Instrucciones y requisitos:
¿Puedes presentar como lista JSON de cadenas solo las líneas de los registros de abajo que empiezan en la que contiene "of the floral" y terminan en la que contiene "column 570, row 497", ambas incluidas? Usa una cadena por línea y omite las líneas en blanco.

Filas de datos:
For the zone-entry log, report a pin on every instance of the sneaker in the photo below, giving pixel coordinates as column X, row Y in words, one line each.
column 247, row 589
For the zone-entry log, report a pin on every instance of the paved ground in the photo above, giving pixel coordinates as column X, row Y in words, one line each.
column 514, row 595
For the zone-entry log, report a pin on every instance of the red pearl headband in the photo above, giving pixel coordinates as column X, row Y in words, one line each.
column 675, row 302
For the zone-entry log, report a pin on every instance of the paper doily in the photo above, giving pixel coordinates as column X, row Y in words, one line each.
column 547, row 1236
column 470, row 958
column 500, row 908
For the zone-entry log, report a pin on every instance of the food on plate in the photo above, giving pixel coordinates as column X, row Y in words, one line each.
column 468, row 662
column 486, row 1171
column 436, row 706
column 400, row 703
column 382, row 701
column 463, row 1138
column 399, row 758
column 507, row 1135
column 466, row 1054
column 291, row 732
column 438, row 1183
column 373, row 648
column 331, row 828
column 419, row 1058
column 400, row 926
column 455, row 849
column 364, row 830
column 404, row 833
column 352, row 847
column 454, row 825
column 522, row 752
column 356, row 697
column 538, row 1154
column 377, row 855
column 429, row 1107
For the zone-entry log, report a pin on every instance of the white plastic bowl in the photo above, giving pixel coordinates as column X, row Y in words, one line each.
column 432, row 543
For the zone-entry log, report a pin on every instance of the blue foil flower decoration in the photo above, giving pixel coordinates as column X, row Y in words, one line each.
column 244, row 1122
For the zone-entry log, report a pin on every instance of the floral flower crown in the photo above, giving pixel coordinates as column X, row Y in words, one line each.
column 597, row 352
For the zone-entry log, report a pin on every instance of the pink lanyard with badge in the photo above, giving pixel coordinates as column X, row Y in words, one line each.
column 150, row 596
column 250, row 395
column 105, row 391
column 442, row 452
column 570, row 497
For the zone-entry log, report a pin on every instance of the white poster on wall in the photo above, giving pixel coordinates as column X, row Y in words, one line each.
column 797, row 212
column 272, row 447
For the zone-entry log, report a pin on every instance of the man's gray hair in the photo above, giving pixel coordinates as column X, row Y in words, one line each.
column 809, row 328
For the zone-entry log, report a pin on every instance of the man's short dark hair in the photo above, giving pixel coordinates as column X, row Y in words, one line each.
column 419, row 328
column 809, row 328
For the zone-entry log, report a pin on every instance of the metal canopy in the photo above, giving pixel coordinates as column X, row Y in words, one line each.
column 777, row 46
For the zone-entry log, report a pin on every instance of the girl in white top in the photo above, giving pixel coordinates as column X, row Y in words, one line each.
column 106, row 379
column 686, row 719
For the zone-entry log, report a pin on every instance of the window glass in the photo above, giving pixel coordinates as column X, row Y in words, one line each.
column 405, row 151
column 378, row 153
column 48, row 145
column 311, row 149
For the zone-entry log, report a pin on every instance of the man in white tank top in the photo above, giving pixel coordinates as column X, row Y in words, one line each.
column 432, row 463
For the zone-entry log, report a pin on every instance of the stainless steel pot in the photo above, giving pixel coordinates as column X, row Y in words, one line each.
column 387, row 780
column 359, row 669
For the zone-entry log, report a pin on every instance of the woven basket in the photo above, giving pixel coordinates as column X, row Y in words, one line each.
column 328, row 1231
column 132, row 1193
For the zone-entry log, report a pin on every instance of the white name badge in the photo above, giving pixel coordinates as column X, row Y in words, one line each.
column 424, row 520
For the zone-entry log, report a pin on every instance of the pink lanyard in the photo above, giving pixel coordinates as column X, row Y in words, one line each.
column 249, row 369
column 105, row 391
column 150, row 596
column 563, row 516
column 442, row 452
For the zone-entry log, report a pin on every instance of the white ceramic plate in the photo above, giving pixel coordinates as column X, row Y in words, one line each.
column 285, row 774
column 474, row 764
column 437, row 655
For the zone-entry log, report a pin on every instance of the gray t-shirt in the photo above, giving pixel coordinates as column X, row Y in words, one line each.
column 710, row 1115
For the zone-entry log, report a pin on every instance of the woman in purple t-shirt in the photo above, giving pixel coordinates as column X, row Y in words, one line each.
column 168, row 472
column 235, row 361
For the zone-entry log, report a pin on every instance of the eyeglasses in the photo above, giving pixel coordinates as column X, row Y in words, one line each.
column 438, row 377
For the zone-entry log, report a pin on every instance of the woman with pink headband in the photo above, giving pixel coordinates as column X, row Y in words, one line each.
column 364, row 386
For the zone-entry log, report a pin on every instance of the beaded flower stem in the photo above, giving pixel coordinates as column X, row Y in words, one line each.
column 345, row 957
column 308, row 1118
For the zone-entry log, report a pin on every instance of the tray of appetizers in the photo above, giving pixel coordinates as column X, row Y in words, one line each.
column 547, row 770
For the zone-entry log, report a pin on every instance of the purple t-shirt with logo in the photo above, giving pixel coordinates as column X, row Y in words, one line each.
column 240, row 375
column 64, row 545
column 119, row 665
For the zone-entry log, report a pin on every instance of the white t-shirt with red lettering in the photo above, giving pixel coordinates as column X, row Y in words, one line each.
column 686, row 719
* * *
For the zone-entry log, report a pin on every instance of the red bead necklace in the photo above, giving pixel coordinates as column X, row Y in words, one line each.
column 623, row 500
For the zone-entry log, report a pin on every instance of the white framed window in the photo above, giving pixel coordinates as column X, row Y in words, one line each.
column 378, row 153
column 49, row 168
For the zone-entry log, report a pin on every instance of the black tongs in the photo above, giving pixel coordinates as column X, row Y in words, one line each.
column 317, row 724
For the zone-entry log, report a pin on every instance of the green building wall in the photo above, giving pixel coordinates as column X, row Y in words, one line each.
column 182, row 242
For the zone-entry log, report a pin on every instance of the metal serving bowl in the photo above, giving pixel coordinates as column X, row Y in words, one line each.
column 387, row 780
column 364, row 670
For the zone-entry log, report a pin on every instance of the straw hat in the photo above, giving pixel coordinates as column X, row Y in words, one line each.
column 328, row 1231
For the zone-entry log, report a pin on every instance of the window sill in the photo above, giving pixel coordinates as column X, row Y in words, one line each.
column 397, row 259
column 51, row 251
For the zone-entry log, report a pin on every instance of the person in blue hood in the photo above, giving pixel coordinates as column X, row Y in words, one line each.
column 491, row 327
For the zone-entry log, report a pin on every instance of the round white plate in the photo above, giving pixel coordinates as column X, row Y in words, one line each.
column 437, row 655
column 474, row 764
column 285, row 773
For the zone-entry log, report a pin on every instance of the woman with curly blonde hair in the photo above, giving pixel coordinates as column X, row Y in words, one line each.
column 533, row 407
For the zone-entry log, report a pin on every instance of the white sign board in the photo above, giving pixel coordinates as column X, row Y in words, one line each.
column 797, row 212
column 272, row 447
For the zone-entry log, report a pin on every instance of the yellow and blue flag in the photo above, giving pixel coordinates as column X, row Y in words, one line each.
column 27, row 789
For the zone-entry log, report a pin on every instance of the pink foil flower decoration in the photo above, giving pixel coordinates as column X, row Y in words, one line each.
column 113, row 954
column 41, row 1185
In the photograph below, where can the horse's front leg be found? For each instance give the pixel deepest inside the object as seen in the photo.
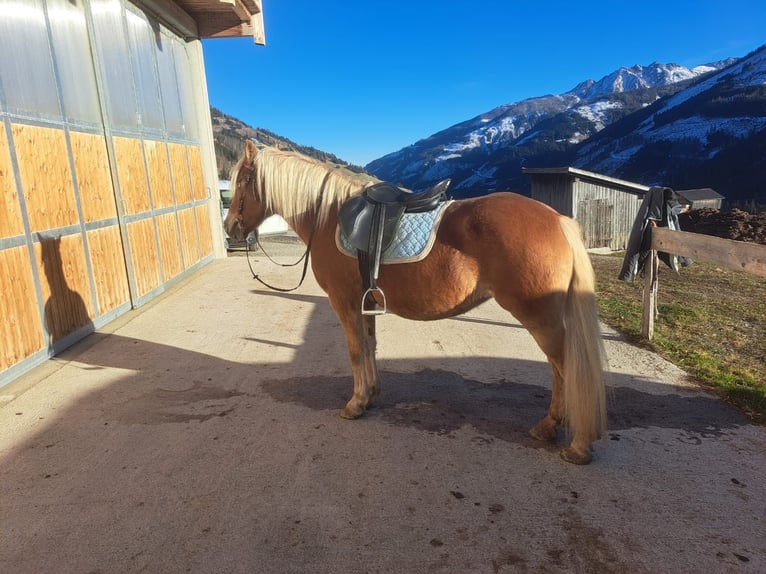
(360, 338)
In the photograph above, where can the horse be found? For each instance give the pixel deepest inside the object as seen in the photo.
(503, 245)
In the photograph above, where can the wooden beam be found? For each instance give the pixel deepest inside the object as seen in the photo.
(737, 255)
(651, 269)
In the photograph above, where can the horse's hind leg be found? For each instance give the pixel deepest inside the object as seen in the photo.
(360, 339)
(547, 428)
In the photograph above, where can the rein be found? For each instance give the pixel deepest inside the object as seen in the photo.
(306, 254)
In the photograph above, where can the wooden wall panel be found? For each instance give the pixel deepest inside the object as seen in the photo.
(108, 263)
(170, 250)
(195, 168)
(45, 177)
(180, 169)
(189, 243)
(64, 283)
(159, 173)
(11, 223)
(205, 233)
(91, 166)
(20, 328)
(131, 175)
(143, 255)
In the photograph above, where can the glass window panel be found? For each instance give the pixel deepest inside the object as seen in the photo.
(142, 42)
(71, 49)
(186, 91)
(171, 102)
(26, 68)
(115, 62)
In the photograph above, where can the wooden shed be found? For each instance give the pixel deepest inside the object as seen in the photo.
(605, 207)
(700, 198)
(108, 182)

En respuesta:
[
  "For the zone-entry log, report a pin on every instance of the floral flower crown in the photo above, giving pixel coordinates as column X, row Y in words, one line each.",
  "column 597, row 352",
  "For the zone-entry log, report a pin on every instance of the pink lanyard with badge in the photo above, giving pixel coordinates as column X, row Y in words, one line each.",
  "column 150, row 596",
  "column 250, row 395",
  "column 105, row 391",
  "column 442, row 452",
  "column 570, row 497"
]